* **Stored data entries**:
-- begin --

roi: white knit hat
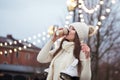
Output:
[69,22,89,41]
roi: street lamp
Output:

-- end --

* **WRITTEN EXERCISE**: Please give every line of the items above as a JSON list of strings, one string per line, with blank lines left out. Leave the pictures out of the answer.

* **ANSWER TO THE EXERCISE**:
[
  "roi: white knit hat",
  "Output:",
  "[69,22,89,41]",
  "roi: street lamp",
  "Output:"
]